Segment Open

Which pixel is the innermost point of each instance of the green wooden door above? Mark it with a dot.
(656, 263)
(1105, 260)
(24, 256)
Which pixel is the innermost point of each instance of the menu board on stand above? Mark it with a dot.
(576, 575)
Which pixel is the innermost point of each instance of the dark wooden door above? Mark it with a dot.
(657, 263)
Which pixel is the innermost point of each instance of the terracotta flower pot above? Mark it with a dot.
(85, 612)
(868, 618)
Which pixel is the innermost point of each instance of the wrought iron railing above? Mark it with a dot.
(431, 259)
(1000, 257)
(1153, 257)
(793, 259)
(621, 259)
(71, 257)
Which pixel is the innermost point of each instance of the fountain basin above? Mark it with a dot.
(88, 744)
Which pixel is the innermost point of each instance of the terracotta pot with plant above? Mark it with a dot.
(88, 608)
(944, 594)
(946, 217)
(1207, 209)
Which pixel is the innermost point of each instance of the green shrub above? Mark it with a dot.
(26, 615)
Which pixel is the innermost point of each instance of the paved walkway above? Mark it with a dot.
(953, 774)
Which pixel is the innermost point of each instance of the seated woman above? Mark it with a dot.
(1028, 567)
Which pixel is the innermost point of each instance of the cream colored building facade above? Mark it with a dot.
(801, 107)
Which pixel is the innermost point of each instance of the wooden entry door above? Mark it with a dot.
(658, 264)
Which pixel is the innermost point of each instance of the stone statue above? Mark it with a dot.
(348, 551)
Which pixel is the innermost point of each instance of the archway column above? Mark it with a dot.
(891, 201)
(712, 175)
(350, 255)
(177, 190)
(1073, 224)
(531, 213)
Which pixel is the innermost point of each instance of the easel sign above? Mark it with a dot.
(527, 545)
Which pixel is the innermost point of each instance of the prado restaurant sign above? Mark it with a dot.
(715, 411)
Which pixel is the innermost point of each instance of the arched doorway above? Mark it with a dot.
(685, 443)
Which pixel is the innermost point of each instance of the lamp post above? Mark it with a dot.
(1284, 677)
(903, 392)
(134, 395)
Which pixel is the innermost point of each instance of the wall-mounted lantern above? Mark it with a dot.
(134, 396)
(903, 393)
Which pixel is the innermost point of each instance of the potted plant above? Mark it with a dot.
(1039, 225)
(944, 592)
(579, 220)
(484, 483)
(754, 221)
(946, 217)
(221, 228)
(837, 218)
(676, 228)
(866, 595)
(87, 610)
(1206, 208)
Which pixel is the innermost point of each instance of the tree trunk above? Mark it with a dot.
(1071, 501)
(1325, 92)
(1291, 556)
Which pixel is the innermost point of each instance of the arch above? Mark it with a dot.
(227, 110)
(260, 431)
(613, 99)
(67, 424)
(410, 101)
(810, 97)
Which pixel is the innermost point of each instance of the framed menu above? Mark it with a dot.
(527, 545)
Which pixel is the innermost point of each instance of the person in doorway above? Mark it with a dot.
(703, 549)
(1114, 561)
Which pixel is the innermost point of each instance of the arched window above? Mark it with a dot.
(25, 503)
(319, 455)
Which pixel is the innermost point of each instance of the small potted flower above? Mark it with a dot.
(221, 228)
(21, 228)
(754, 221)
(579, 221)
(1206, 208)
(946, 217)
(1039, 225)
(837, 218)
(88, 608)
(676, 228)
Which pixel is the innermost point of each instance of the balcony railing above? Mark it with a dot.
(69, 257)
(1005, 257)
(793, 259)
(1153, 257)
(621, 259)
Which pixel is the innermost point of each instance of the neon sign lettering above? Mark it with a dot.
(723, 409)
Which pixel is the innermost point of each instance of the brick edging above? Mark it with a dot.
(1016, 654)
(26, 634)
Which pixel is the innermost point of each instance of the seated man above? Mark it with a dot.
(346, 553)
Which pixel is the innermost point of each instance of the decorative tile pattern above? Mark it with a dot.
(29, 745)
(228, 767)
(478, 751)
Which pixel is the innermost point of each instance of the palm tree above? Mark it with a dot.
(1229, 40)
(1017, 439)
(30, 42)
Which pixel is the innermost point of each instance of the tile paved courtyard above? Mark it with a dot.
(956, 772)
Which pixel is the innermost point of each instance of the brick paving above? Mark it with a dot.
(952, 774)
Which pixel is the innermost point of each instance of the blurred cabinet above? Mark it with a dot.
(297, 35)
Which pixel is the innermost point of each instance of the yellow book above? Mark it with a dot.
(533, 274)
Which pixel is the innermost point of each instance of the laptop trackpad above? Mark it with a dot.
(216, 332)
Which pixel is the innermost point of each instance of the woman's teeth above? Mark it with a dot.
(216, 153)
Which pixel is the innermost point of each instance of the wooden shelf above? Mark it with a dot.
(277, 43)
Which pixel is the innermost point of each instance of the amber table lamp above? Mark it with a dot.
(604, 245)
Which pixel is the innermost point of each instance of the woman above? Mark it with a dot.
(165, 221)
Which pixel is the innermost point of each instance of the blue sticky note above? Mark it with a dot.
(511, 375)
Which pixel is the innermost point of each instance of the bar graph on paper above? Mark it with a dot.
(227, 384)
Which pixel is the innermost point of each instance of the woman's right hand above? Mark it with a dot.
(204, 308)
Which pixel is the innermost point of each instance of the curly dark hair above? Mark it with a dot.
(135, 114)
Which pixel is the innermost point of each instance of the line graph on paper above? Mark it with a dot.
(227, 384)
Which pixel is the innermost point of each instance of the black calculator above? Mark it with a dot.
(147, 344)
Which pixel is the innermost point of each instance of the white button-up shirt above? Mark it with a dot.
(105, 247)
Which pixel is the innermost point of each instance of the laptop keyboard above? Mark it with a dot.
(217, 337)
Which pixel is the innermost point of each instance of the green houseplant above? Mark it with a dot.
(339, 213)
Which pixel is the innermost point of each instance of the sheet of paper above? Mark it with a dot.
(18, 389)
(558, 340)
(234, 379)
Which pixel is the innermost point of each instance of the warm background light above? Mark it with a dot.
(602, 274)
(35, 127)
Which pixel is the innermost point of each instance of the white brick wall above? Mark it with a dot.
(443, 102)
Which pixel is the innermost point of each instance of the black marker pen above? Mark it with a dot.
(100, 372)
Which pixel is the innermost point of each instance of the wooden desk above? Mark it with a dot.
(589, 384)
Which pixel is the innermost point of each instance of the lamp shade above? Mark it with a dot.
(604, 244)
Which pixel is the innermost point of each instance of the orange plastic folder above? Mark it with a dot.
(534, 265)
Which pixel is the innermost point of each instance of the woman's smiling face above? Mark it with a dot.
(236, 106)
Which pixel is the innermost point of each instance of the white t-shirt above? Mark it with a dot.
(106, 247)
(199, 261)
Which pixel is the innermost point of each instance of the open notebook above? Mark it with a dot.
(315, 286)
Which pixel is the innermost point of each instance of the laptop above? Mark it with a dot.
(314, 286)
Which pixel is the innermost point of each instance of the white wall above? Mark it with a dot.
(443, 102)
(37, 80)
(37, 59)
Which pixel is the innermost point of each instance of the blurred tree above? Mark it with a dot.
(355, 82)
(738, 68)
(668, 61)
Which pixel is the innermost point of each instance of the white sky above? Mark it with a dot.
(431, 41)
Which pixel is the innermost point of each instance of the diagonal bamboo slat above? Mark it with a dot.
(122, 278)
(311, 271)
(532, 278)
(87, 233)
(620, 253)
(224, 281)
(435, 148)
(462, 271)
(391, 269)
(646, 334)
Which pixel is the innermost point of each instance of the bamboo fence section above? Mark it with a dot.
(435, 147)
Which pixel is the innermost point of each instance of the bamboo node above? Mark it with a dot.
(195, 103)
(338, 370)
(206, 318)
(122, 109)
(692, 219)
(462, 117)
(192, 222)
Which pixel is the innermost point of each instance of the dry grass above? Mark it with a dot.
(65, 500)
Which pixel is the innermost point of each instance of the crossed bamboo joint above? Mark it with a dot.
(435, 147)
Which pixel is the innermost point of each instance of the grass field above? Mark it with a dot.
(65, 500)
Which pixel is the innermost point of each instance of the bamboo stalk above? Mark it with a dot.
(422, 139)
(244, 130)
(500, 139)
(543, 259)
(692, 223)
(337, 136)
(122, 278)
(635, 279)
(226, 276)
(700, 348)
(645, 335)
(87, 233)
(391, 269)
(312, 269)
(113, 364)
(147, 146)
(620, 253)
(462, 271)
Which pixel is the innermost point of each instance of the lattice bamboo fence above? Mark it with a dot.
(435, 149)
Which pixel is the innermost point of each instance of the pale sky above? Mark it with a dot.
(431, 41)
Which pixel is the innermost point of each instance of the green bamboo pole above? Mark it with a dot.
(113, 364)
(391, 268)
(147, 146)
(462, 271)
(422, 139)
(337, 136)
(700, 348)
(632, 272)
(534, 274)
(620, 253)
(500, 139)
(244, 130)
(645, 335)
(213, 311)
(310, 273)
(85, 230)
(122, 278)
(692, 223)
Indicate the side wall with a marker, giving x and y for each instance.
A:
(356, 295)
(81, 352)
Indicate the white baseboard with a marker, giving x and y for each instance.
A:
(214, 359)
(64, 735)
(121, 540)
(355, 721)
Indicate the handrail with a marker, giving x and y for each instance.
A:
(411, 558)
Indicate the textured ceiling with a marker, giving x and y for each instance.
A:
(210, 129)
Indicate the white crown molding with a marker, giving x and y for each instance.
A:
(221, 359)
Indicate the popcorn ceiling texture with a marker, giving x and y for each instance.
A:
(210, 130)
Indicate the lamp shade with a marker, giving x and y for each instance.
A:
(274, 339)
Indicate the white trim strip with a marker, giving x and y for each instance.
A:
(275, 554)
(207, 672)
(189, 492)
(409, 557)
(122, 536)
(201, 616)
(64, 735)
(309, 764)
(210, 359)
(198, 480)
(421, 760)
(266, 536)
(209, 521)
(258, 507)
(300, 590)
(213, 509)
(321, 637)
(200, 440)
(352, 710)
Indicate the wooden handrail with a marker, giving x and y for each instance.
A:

Segment Closed

(Required action)
The job here is to find each line above with the word "ceiling" and copy it.

(Solved exercise)
Indicate the textured ceiling with a marker, giving x and y for each instance.
Indicate the popcorn ceiling texture with a marker, giving x and y for each instance.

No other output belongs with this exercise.